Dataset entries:
================

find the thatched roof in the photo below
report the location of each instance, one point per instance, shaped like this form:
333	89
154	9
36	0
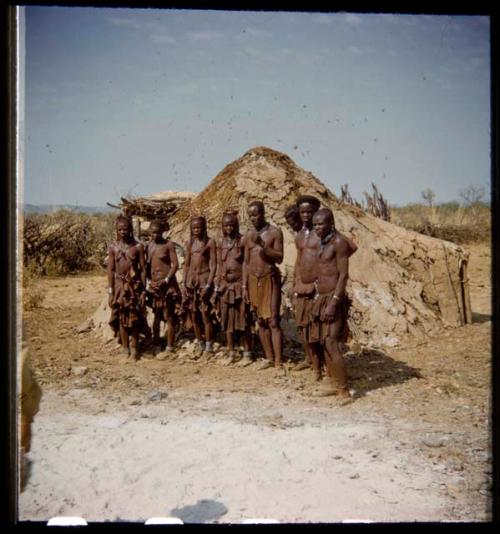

================

PROBLEM DETAILS ▸
Please give all of the data again, exact and free of pictures.

EXERCISE OUTPUT ▸
find the thatched roof in the photo below
report the location of each instance, one point per instance, shaped like this form:
333	89
154	9
36	0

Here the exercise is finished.